Pull out every line of the records that contains the word "blue", matching case exactly.
----
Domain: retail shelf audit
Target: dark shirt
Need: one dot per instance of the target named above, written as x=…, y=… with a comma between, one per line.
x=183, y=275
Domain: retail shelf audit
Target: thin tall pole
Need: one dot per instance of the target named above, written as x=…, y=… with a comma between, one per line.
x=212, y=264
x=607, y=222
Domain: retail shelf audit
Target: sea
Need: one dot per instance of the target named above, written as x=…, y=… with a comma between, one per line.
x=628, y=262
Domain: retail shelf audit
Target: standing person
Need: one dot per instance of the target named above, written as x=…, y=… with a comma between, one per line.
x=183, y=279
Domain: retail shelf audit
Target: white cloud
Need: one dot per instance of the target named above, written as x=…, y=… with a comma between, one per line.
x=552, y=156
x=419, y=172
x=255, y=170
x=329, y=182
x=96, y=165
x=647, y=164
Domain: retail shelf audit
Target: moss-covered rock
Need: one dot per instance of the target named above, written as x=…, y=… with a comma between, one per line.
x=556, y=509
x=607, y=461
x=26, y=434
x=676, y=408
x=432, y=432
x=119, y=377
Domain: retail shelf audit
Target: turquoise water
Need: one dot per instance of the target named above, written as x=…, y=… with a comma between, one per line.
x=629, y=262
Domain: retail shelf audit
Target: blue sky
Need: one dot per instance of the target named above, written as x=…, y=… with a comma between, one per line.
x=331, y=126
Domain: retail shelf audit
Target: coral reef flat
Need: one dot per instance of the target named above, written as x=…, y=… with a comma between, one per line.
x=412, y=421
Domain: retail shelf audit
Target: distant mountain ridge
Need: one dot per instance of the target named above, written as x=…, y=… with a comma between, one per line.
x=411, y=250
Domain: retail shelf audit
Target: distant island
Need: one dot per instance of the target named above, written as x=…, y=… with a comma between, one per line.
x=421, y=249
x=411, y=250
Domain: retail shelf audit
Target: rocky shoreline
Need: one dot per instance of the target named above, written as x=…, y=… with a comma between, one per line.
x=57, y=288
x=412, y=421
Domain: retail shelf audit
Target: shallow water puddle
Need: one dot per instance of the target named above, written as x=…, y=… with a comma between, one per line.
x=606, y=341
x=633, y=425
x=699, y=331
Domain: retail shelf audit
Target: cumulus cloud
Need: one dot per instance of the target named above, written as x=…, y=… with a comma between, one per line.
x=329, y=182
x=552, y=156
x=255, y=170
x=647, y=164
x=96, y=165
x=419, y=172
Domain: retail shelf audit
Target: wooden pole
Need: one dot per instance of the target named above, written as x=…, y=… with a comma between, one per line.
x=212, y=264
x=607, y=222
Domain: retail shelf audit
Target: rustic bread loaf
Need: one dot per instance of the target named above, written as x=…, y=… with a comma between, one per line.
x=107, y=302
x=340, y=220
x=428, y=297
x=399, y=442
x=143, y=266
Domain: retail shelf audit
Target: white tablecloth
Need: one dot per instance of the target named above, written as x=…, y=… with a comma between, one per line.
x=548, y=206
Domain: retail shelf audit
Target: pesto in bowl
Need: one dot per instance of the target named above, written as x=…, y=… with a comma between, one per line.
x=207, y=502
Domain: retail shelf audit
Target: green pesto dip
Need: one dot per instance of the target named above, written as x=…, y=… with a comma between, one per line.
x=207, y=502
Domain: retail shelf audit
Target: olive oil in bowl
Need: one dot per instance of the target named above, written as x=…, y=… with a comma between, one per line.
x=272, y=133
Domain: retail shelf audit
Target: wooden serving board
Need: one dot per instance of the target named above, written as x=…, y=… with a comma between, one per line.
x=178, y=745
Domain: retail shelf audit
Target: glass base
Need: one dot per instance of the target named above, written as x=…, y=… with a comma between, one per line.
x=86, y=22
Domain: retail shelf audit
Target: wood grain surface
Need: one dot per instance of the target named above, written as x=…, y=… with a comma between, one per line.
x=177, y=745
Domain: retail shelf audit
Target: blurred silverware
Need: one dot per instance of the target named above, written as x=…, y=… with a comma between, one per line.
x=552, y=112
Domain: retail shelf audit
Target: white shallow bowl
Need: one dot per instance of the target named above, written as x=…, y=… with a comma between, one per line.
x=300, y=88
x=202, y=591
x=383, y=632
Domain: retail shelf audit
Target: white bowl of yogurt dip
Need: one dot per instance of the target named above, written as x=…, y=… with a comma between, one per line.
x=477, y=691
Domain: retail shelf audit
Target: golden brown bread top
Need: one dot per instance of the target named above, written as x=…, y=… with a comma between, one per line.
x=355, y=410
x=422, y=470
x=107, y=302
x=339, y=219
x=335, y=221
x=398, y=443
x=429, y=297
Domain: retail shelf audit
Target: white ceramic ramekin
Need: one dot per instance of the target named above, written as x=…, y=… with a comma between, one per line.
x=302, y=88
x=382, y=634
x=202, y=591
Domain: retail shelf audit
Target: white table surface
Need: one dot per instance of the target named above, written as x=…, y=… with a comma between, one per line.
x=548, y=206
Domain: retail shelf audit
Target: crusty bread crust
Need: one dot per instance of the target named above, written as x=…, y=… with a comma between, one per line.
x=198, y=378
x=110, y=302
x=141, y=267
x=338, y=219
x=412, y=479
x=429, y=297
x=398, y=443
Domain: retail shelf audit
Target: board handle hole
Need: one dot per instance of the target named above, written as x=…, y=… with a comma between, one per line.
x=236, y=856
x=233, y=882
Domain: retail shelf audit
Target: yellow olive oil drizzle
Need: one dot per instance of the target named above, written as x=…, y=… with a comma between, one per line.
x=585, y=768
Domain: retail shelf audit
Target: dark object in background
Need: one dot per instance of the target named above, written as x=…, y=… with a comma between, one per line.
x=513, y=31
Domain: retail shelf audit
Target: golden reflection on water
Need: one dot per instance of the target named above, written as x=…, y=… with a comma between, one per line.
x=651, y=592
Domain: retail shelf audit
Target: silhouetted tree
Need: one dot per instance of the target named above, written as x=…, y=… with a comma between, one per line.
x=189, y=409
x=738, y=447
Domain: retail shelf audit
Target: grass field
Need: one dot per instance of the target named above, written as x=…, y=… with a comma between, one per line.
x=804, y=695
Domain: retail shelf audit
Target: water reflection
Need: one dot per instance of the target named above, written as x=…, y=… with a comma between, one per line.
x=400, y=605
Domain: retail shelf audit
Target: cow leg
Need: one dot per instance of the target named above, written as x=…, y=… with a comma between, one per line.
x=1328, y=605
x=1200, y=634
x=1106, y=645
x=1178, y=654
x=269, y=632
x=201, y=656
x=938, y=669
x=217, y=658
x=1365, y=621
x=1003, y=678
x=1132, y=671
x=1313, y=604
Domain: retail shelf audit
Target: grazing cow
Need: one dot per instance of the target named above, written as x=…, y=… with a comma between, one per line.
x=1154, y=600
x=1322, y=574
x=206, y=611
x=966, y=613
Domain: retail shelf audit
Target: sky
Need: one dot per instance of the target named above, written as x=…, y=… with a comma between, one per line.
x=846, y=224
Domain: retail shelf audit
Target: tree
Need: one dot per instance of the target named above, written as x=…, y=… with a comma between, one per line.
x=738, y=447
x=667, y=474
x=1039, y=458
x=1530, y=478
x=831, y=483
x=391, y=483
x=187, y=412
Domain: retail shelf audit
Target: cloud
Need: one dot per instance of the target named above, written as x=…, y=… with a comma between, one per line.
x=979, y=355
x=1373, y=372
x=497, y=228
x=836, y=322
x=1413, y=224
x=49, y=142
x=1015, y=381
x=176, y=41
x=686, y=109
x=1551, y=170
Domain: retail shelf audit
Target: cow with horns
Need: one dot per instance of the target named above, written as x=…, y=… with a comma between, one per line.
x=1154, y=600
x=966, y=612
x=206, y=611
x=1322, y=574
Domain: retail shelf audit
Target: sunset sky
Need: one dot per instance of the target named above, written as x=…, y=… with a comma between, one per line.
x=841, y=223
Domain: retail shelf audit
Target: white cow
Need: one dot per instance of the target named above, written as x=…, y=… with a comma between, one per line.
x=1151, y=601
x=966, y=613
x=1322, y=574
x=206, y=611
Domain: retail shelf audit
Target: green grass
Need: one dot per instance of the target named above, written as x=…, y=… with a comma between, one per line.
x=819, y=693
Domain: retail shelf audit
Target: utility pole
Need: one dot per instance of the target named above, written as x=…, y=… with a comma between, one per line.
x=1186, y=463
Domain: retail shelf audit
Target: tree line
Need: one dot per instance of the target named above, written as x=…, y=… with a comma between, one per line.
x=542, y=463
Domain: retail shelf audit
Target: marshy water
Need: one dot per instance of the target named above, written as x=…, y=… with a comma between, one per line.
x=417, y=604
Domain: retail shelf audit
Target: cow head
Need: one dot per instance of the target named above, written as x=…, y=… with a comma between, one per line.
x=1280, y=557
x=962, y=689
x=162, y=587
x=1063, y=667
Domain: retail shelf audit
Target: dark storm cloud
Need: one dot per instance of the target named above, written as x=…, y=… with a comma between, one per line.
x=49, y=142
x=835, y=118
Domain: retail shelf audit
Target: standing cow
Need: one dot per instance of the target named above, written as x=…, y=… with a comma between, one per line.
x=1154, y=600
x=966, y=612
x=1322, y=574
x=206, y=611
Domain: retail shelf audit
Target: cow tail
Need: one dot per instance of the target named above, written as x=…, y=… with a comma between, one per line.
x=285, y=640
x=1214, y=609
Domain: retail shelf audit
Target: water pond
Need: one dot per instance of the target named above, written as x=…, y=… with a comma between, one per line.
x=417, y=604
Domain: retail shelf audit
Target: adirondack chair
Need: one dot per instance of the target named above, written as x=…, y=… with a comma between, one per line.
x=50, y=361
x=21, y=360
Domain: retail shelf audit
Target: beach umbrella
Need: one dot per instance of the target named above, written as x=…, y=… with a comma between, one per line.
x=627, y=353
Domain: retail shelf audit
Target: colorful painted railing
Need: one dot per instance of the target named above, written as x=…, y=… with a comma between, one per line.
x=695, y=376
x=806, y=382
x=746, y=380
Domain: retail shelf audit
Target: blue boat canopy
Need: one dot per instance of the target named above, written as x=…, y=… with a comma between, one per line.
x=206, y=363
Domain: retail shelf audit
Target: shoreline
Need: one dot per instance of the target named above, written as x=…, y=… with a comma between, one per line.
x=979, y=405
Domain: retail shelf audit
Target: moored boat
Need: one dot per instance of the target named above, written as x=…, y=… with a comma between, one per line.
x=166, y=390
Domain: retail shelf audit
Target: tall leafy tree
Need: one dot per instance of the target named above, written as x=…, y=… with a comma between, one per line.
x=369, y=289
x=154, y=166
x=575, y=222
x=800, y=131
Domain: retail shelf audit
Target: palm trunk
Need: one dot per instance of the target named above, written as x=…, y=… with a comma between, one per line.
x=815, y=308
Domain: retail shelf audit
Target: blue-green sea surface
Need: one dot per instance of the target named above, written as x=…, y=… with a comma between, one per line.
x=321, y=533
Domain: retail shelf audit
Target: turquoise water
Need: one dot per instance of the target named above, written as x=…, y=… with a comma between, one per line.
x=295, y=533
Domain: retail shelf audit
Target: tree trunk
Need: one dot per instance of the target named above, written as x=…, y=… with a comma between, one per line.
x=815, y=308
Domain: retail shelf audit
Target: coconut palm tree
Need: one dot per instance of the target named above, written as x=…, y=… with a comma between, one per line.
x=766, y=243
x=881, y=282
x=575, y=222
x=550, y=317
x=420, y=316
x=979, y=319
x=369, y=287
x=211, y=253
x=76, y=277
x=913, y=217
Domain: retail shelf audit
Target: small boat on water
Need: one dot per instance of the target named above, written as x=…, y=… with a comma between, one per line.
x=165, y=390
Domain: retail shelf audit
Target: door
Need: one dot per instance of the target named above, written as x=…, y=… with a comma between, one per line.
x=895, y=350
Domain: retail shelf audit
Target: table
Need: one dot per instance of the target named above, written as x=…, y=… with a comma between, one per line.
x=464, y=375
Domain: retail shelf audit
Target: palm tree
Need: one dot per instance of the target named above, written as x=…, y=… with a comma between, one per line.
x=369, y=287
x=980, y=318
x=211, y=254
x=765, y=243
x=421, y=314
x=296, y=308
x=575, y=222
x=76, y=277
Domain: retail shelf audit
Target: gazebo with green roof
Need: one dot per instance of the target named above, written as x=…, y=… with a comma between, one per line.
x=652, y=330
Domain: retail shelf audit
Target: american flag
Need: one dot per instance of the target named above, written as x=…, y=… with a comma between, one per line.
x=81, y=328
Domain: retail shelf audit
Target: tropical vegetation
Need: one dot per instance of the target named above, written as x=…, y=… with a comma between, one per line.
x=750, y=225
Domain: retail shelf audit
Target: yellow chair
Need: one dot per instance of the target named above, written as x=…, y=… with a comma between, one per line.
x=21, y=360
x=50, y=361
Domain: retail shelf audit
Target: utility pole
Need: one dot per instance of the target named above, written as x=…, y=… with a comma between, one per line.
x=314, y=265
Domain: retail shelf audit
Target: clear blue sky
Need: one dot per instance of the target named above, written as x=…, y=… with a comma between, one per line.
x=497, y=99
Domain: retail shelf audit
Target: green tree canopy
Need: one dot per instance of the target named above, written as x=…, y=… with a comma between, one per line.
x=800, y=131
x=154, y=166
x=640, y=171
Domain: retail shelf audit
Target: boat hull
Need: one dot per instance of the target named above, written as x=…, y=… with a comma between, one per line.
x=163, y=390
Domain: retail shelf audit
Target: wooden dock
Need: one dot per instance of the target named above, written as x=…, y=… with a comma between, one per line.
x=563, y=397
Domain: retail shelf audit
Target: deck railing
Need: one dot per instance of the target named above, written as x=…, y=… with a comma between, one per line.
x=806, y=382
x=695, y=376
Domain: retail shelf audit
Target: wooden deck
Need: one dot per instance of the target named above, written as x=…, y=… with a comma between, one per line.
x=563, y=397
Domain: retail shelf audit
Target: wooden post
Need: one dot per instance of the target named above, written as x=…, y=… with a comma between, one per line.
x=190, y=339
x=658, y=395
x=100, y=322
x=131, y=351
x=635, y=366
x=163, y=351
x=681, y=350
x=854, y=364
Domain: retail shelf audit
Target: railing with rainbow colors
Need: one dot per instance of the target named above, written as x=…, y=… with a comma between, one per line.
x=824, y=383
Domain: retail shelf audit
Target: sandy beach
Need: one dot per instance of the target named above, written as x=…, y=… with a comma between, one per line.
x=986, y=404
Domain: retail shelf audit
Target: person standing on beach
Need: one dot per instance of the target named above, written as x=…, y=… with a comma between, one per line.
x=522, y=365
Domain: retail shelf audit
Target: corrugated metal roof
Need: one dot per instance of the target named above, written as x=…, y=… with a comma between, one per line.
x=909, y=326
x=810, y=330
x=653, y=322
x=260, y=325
----
RESULT →
Target: blue sky
Target: blue boat canopy
Target: blue-green sea surface
Target: clear blue sky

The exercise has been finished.